Segment Start: SOURCE MATERIAL

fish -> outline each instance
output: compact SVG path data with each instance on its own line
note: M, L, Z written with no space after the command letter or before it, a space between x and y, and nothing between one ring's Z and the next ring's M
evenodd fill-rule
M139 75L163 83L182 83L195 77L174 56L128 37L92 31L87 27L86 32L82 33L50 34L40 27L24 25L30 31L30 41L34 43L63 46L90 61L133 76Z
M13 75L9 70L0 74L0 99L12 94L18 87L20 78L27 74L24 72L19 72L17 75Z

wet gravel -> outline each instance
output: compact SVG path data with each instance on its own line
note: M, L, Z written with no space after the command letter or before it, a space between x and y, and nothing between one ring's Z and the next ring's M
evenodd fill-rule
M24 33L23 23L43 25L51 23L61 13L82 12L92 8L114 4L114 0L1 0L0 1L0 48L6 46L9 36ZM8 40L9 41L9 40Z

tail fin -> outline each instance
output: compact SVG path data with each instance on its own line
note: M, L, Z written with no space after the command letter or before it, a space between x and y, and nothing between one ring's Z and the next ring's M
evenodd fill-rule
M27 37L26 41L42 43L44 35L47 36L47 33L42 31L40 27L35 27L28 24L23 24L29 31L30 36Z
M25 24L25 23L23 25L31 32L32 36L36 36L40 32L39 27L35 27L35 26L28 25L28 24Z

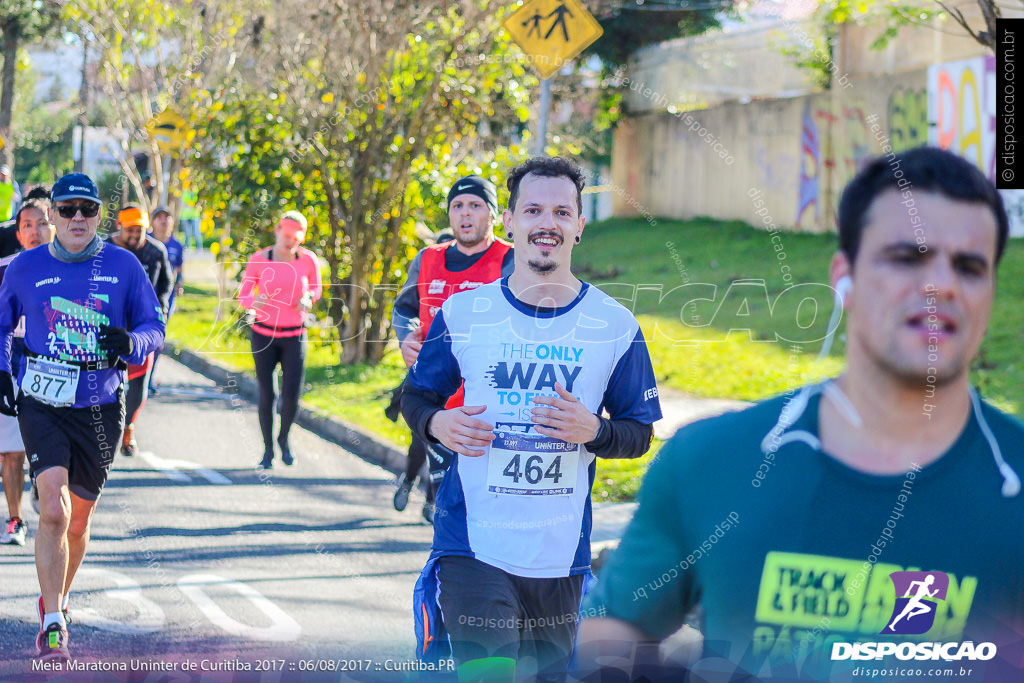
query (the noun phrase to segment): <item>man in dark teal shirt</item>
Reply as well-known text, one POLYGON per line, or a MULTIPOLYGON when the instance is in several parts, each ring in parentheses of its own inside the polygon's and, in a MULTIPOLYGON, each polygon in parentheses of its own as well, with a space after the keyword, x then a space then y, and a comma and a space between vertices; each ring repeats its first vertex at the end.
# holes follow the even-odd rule
POLYGON ((636 675, 636 653, 657 652, 642 643, 698 605, 703 656, 758 680, 1021 675, 1024 426, 968 377, 1002 200, 968 162, 921 148, 869 163, 838 223, 846 371, 663 447, 588 598, 605 616, 582 626, 583 677, 616 657, 636 675))

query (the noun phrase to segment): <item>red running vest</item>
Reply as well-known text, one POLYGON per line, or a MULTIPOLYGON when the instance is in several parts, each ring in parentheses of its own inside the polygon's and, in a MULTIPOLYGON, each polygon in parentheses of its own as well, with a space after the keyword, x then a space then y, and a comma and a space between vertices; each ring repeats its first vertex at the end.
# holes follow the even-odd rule
MULTIPOLYGON (((434 316, 441 310, 441 304, 448 297, 458 292, 476 289, 501 277, 501 264, 512 245, 495 238, 479 261, 458 273, 444 267, 444 252, 449 247, 458 249, 448 242, 432 244, 424 249, 423 255, 420 256, 420 277, 416 287, 420 294, 420 329, 423 330, 424 339, 427 338, 430 323, 434 321, 434 316)), ((445 409, 461 406, 463 394, 462 387, 459 387, 455 395, 448 399, 445 409)))

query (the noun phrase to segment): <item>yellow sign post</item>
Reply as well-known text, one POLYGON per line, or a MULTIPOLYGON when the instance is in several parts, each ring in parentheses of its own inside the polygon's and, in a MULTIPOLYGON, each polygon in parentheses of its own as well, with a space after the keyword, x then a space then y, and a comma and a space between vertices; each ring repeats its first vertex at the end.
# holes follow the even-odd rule
POLYGON ((541 78, 553 76, 604 33, 580 0, 526 0, 505 28, 541 78))
POLYGON ((185 129, 185 119, 170 107, 150 119, 146 123, 146 130, 162 154, 177 151, 185 142, 188 133, 185 129))

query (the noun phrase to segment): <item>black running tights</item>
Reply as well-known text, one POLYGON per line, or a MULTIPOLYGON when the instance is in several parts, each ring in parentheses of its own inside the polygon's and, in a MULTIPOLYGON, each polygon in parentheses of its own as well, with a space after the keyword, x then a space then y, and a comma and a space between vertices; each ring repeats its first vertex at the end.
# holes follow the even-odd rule
POLYGON ((266 453, 274 452, 274 371, 281 364, 281 429, 278 444, 288 444, 288 432, 299 410, 299 395, 306 367, 306 333, 298 337, 267 337, 253 332, 252 356, 256 362, 256 380, 260 385, 260 432, 266 453))

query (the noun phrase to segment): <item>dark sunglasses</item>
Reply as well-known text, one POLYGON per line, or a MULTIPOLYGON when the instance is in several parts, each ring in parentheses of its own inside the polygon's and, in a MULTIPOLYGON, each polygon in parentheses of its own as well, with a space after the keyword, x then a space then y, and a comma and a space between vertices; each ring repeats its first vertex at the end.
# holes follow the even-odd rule
POLYGON ((57 207, 57 213, 60 214, 61 218, 74 218, 75 214, 79 211, 82 212, 83 218, 92 218, 100 212, 100 205, 89 202, 87 204, 70 204, 57 207))

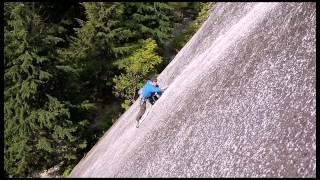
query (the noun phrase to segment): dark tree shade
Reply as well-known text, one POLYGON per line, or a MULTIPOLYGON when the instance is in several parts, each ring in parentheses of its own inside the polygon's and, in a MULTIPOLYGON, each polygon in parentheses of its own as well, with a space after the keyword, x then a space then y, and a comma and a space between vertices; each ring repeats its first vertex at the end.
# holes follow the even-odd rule
MULTIPOLYGON (((10 4, 9 4, 10 6, 10 4)), ((33 3, 14 3, 5 27, 4 169, 20 177, 60 161, 75 159, 83 141, 76 135, 85 122, 72 122, 70 103, 54 95, 56 44, 33 3), (79 147, 80 146, 80 147, 79 147)))

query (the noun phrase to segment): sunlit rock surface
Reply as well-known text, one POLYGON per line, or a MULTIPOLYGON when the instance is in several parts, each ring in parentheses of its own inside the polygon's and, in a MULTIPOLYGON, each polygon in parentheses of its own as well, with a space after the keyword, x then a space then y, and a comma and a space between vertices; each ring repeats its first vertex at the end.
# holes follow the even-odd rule
POLYGON ((315 177, 316 3, 218 3, 71 177, 315 177))

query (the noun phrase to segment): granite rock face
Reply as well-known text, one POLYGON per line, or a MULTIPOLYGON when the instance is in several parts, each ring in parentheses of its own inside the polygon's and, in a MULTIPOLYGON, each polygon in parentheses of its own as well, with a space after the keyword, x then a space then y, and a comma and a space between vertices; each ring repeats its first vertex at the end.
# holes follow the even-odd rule
POLYGON ((218 3, 71 177, 316 177, 316 3, 218 3))

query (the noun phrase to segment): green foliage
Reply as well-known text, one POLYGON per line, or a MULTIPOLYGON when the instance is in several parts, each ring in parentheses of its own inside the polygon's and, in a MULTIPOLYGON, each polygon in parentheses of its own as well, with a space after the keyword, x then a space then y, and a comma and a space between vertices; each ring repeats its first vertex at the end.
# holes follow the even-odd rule
MULTIPOLYGON (((172 9, 165 3, 158 2, 85 2, 81 5, 86 18, 77 19, 79 27, 74 28, 75 35, 70 38, 69 46, 59 51, 61 59, 70 62, 72 68, 57 68, 66 73, 73 72, 73 81, 67 82, 73 84, 75 93, 69 94, 69 99, 74 103, 110 103, 110 100, 114 101, 114 95, 109 93, 114 86, 113 79, 125 71, 113 63, 119 59, 127 59, 132 51, 141 46, 140 39, 150 37, 159 43, 168 40, 172 30, 172 9)), ((119 108, 115 109, 117 113, 110 112, 108 115, 102 110, 97 111, 99 116, 95 120, 103 119, 101 122, 106 124, 99 127, 105 128, 109 128, 110 122, 115 121, 121 112, 119 108)), ((86 115, 80 113, 73 115, 73 118, 80 119, 86 115)), ((91 122, 94 119, 88 120, 95 124, 91 122)), ((101 132, 101 128, 91 128, 83 132, 88 137, 88 142, 90 141, 89 147, 98 139, 98 132, 101 132)))
POLYGON ((213 2, 200 3, 197 18, 192 22, 190 27, 181 35, 175 37, 172 41, 174 49, 181 49, 197 32, 205 20, 209 17, 209 10, 214 6, 213 2))
POLYGON ((6 176, 62 161, 68 175, 120 116, 117 97, 128 109, 161 71, 175 11, 191 4, 4 3, 6 176))
POLYGON ((168 5, 174 8, 175 11, 183 11, 189 7, 188 2, 168 2, 168 5))
POLYGON ((160 46, 171 38, 173 8, 167 3, 144 2, 124 3, 123 22, 134 34, 131 41, 155 39, 160 46))
POLYGON ((168 2, 168 5, 174 9, 174 22, 180 23, 185 11, 192 7, 192 2, 168 2))
POLYGON ((144 81, 156 74, 155 66, 162 59, 155 51, 157 44, 152 39, 141 42, 141 47, 128 58, 117 61, 115 64, 124 69, 125 73, 114 78, 115 95, 125 99, 122 107, 127 109, 133 100, 136 89, 143 86, 144 81))
MULTIPOLYGON (((81 3, 86 20, 78 19, 79 28, 71 45, 61 52, 79 69, 79 96, 90 101, 108 101, 113 94, 114 77, 122 71, 114 61, 126 59, 140 45, 153 38, 164 44, 171 36, 172 8, 166 3, 81 3)), ((131 83, 131 79, 123 83, 131 83)), ((79 97, 80 98, 80 97, 79 97)), ((81 98, 80 98, 81 99, 81 98)))
POLYGON ((4 169, 8 176, 21 177, 72 159, 83 148, 74 148, 83 142, 76 132, 85 127, 71 121, 70 103, 61 100, 65 88, 56 83, 65 75, 56 65, 68 67, 57 58, 63 40, 34 4, 9 4, 7 10, 4 169))
POLYGON ((198 13, 198 16, 196 20, 192 24, 192 28, 194 30, 198 30, 200 26, 206 21, 209 17, 209 11, 211 8, 213 8, 215 3, 200 3, 200 12, 198 13))
POLYGON ((108 104, 97 104, 96 112, 100 113, 95 118, 95 123, 92 124, 92 126, 97 127, 98 132, 107 130, 117 120, 120 111, 120 101, 113 101, 108 104))
POLYGON ((78 19, 80 27, 75 28, 76 36, 61 54, 79 70, 78 99, 89 97, 93 102, 112 95, 104 93, 113 85, 109 83, 116 72, 112 62, 129 53, 131 45, 125 41, 132 35, 121 22, 123 3, 85 2, 81 5, 87 19, 78 19))
POLYGON ((74 168, 73 166, 67 166, 62 173, 62 177, 68 177, 73 168, 74 168))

Segment End: SOURCE MATERIAL

DIRECTIONS.
Every line above holding the string "item" should be listed.

ANSWER AREA.
query (the noun phrase to segment): <item>man in dark teal shirt</item>
query (the noun phrase to segment): <item>red running vest</item>
query (the noun phrase to segment): <item>yellow sign post</item>
query (the noun phrase to segment): <item>black running tights</item>
query (the noun phrase to segment): <item>dark sunglasses</item>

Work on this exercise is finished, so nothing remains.